### What the exercise asks:
An exact copy of every record is the required answer.

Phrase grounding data
== Segment start ==
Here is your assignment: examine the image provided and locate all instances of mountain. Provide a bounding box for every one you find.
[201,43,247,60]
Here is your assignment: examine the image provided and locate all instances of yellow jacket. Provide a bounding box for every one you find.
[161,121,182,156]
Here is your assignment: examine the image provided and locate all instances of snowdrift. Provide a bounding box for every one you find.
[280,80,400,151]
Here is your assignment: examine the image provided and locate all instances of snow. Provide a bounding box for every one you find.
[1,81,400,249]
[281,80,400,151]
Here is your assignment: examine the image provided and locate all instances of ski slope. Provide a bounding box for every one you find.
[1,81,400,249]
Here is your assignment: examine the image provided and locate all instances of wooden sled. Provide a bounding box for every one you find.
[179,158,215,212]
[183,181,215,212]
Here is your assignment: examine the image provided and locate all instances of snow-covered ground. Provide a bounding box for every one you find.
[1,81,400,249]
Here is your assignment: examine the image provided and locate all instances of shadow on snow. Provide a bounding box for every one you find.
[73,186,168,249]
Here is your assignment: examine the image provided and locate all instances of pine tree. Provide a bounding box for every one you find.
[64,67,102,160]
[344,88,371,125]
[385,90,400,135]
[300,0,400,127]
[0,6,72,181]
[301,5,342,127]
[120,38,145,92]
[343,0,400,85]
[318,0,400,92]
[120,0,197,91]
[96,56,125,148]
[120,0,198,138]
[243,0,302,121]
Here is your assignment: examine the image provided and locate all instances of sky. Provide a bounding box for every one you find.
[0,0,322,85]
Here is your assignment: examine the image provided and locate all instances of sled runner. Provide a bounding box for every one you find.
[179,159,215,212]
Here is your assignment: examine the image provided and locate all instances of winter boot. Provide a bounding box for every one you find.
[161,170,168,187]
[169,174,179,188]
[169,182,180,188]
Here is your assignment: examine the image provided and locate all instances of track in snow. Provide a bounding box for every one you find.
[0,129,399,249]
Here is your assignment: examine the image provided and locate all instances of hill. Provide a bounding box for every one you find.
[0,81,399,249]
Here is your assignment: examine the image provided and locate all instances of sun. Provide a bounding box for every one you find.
== Segment end ==
### Exercise output:
Here is your assignment: examine the image provided and locate all instances of mountain. Provide a bounding box for every one you find.
[201,43,247,60]
Here is your assignment: examine the image provided and locate all instances of yellow jacket. Provide a bounding box for every one you find.
[161,121,182,156]
Here is your assignment: examine the image provided and locate all instances of snowdrift. Provide a bounding box for every one you find.
[280,80,400,151]
Here is your assignment: examine the image provided and locate all instances of snow. Provide a bounding box for every one you find.
[1,81,400,249]
[281,80,400,151]
Here is your assignment: examine the image provided and locate all instances of ski slope. Provide a bounding box for every one you find.
[1,81,400,249]
Here is your assignment: examine the image provided and locate all instances of wooden sled. Provide a bounding box for every one you find.
[179,158,215,212]
[183,181,215,212]
Here is your assignment: examine the image provided and locate all instances of snow-covered ground. Provide a bounding box for every one you find.
[1,81,400,249]
Here is your assignment: examine the image provided and locate all instances of shadow on snow. Provide a bounding box for every one you find.
[73,186,168,249]
Here is your assignment: examine the image provided and locate all instances of pine tree. Provide a bounding box for every one you find.
[64,67,102,160]
[344,88,371,125]
[385,90,400,135]
[300,0,400,127]
[0,6,72,181]
[301,5,342,127]
[120,38,145,92]
[343,0,400,85]
[318,0,400,92]
[120,0,197,91]
[96,56,125,148]
[120,0,198,138]
[243,0,302,121]
Here is your assignment: examine the image provided and locate all instances of sky. Provide a bounding box for every one you find.
[0,0,322,85]
Here is your assignment: examine the image provided and locate all instances of sled runner. Provide a bounding box for every one you find.
[179,159,215,212]
Here is your assignment: examine the image provided and locate all instances of winter boot. Provide a bounding box for every one you find.
[161,170,168,187]
[169,174,179,188]
[169,182,180,188]
Here is your assignment: examine the image provided and locate all instances of track in snow. Provide a bounding box for every one you find.
[0,129,399,249]
Here is your assignment: examine the image provided and locate all instances of hill. Provide a bounding box for every one you find.
[0,81,399,249]
Here is your assignment: examine the image provided and locate all instances of sun. Provide a bounding box for every one you find.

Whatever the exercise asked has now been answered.